:: Task material ::

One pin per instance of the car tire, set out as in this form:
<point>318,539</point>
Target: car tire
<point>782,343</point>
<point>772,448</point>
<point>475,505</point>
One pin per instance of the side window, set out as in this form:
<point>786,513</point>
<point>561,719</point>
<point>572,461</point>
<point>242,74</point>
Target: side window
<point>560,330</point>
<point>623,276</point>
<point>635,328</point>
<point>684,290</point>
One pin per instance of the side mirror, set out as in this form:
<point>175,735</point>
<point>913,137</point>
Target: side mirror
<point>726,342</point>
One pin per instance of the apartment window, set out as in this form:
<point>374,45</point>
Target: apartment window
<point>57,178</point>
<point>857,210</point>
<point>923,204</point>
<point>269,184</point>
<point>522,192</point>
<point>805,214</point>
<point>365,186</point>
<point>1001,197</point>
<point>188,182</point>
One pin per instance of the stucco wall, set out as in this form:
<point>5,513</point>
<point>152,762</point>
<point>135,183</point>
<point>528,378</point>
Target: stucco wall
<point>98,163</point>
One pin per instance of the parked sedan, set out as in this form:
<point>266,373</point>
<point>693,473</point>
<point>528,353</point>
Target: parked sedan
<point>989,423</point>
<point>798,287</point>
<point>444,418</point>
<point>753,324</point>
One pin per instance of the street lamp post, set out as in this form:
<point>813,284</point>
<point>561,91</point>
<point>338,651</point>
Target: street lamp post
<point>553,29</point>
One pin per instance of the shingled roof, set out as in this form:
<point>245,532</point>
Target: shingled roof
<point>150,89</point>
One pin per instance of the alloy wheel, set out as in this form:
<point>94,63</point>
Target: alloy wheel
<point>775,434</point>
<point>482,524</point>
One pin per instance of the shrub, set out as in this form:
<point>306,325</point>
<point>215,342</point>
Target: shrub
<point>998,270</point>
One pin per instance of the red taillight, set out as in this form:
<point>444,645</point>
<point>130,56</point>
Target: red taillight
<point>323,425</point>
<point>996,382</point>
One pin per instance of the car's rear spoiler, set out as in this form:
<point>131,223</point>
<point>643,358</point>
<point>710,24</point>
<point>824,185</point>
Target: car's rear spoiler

:::

-- Exercise description --
Reproduce nothing but the lines from the line containing "<point>94,63</point>" to the last line of the data, each exactly as written.

-- The completed task --
<point>94,63</point>
Target: alloy wheel
<point>775,434</point>
<point>482,524</point>
One pin per instance of the shrub, set out as in this form:
<point>306,325</point>
<point>215,342</point>
Target: shrub
<point>998,270</point>
One pin per instance of the red taillight, set out as in this form:
<point>444,645</point>
<point>130,56</point>
Target: red taillight
<point>323,425</point>
<point>996,382</point>
One pin per instance of the car's rear spoiler, set out as in this form:
<point>131,223</point>
<point>643,358</point>
<point>710,24</point>
<point>824,185</point>
Target: car's rear spoiler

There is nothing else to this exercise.